Prompt: Please revise all the entries below, replacing "locate" with "detect" and leaving everything else unchanged. Omit the pictures from your answer.
## START Stored rows
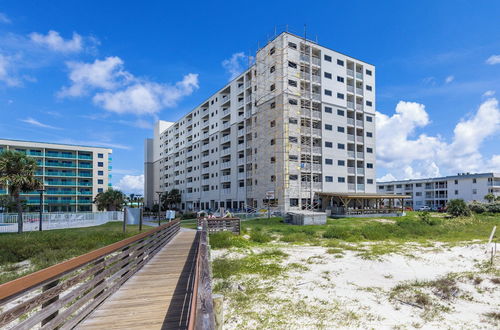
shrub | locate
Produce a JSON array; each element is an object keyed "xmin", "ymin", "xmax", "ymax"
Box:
[
  {"xmin": 469, "ymin": 202, "xmax": 487, "ymax": 214},
  {"xmin": 250, "ymin": 230, "xmax": 273, "ymax": 243},
  {"xmin": 447, "ymin": 199, "xmax": 470, "ymax": 217}
]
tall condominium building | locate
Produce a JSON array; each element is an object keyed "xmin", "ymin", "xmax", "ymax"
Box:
## END Stored rows
Complete answer:
shrub | detect
Produce a JSON array; each element is an object keyed "xmin", "ymin", "xmax", "ymax"
Box:
[
  {"xmin": 469, "ymin": 202, "xmax": 487, "ymax": 214},
  {"xmin": 250, "ymin": 230, "xmax": 273, "ymax": 243},
  {"xmin": 447, "ymin": 199, "xmax": 470, "ymax": 217}
]
tall condominium building | detect
Produce a JSON array; each element is an object keyed "xmin", "ymin", "xmax", "ymax"
Box:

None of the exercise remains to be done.